Entries supplied ::

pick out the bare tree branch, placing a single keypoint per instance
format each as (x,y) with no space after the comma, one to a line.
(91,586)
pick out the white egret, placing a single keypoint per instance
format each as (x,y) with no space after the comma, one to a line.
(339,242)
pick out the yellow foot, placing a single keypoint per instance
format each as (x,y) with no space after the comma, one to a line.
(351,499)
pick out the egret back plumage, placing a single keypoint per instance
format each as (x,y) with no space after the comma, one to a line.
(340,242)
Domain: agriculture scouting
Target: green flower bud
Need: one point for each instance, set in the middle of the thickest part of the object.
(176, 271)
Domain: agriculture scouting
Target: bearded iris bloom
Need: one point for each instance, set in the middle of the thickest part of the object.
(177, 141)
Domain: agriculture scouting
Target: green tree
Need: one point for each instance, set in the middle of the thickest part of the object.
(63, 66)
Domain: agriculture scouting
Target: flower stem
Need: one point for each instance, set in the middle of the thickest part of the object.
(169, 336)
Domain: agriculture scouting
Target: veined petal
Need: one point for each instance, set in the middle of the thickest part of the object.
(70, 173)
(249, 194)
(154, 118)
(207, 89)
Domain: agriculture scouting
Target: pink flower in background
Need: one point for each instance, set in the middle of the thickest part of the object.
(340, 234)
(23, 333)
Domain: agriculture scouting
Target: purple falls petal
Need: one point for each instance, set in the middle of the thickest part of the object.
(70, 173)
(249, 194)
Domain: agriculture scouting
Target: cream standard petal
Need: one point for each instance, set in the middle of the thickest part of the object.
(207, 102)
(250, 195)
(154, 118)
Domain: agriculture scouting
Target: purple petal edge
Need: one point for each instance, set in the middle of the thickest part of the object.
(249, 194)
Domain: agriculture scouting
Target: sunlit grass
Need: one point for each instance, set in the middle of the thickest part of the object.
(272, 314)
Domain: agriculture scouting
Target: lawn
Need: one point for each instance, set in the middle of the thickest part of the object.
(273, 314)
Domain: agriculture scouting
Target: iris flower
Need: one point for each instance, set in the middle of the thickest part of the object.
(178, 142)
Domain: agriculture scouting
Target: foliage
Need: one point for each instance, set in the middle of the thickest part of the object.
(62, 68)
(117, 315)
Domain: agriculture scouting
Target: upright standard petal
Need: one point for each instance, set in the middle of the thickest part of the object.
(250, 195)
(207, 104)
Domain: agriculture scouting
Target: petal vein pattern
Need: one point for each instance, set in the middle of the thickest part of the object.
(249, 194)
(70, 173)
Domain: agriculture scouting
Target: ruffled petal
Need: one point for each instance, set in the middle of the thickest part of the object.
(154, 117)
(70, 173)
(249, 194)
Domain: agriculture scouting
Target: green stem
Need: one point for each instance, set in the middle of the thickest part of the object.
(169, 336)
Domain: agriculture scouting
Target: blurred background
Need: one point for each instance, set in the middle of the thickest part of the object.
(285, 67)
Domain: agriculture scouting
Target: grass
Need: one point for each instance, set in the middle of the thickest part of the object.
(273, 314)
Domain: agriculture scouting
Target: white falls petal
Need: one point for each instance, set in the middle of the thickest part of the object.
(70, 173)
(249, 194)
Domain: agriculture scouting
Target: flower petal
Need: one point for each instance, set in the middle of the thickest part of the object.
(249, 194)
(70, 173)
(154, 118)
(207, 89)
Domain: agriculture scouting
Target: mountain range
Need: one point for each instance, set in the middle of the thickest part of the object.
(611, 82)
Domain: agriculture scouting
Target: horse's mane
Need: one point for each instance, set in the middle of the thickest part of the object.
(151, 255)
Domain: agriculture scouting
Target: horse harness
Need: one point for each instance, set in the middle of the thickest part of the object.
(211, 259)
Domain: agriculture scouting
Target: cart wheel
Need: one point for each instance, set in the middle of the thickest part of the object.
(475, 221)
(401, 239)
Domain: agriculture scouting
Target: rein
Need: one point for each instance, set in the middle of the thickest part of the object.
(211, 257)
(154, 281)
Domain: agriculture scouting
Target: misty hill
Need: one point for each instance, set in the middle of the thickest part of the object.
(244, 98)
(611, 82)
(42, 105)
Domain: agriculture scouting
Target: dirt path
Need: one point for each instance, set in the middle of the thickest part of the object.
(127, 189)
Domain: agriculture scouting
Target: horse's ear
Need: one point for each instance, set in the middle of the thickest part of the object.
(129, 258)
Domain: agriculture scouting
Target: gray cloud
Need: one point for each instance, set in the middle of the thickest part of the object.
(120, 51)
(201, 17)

Do this ::
Report every line of the records above that contains the string "flower", treating uppercase and lowercase as different.

Result of the task ::
Target: green flower bud
Target: flower stem
Target: pink flower in background
Target: iris flower
Target: flower petal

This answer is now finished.